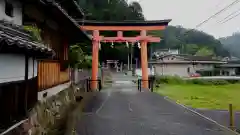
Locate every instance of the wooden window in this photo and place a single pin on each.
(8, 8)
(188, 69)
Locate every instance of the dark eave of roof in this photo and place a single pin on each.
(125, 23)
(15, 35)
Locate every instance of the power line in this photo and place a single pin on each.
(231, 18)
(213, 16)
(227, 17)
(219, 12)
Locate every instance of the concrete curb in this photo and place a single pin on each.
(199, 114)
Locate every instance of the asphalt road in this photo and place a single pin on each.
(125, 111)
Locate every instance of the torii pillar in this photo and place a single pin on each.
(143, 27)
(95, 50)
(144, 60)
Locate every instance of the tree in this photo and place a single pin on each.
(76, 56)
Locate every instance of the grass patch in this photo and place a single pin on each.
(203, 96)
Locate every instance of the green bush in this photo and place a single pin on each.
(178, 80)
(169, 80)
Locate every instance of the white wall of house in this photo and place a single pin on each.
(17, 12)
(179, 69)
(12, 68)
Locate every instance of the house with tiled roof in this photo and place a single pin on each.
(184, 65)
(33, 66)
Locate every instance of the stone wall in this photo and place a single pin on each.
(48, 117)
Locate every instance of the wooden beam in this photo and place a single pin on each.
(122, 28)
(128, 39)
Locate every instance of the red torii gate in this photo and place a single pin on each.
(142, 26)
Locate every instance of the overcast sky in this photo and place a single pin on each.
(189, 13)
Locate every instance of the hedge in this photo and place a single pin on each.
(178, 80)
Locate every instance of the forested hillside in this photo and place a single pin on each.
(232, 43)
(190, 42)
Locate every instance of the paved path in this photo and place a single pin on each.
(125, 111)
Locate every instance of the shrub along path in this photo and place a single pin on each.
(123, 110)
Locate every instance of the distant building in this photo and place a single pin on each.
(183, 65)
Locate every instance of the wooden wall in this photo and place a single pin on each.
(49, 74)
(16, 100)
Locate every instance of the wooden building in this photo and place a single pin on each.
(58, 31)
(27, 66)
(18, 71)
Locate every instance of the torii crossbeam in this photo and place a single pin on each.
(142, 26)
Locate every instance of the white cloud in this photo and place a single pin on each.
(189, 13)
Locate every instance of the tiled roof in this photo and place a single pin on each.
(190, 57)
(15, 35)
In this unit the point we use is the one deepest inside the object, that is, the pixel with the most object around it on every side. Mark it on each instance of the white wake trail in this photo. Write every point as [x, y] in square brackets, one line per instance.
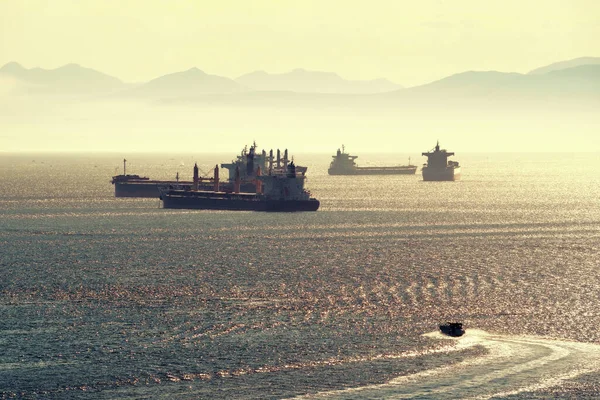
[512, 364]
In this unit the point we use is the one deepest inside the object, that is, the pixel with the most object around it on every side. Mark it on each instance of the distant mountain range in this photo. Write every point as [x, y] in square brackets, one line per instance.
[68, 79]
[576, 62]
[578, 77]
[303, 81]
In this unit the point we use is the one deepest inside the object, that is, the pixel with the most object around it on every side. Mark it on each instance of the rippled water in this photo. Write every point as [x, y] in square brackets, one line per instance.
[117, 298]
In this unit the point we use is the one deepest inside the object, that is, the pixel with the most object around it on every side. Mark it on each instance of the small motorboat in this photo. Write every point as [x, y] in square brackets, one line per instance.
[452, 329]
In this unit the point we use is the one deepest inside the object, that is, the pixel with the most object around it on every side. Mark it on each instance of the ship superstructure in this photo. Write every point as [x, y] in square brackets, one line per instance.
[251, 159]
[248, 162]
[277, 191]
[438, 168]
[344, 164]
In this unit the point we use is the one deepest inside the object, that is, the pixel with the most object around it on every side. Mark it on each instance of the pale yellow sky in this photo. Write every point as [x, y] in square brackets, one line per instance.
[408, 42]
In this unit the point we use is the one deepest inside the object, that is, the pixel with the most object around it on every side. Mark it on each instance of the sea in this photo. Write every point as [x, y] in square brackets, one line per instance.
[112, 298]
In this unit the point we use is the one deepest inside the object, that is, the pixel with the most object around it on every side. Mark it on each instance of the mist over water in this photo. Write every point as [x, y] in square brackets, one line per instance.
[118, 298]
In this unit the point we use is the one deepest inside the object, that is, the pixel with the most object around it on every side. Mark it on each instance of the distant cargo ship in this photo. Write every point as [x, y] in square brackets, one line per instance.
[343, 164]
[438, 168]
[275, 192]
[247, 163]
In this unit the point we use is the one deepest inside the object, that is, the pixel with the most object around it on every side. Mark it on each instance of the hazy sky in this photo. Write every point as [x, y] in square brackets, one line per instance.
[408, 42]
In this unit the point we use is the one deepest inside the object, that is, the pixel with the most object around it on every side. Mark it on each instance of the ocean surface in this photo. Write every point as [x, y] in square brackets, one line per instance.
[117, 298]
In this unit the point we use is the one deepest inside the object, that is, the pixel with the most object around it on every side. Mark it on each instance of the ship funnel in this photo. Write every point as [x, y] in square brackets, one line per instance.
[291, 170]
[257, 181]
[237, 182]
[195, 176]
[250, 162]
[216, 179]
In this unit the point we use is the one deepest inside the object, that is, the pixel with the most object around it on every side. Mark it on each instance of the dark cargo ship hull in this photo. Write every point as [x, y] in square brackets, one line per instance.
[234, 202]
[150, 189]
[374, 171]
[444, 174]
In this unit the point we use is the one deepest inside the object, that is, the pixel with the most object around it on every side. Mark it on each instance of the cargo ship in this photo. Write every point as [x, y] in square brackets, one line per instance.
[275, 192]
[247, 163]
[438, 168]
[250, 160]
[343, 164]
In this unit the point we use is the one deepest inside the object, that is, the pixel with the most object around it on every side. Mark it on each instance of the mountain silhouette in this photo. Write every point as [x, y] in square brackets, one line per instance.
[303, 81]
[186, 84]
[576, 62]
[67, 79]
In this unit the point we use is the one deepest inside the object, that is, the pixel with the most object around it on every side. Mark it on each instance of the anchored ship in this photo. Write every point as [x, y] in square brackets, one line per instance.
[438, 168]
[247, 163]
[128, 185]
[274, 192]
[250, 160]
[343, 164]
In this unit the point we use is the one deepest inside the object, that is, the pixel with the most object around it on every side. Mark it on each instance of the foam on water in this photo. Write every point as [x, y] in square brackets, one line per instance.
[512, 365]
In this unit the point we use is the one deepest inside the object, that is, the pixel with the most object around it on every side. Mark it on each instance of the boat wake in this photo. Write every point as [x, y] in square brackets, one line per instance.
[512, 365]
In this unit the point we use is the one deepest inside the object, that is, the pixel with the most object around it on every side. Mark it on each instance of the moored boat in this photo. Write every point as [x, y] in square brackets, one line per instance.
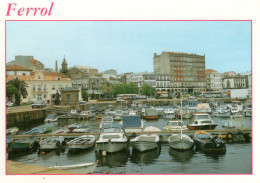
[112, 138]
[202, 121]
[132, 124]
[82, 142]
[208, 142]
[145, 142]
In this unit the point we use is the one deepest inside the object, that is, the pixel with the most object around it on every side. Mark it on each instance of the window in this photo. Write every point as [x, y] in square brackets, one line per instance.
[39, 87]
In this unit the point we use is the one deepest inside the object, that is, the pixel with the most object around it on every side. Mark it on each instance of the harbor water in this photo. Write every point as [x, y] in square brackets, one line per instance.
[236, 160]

■ Prompt ■
Please update the part of the rows that opens with the line containing "of the window" and closes at the last row, changing "harbor water" to "open water" and leaving everything else intact. Return only those lines.

■ Problem solution ■
In this unit the point we use is the one deepest inside the object, that is, the pixel with the most object around it on every side. Mark it on each instance of the window in this photo. Write every point as [x, y] in square brackets, one line per instance.
[39, 87]
In this unit the point we use is the one deepest inside the object, that is, the pixel with the most object around it on every side. Mark it on each instance of the open water in this photo. Write every point as [x, y] in square brackets, one line per instance.
[236, 160]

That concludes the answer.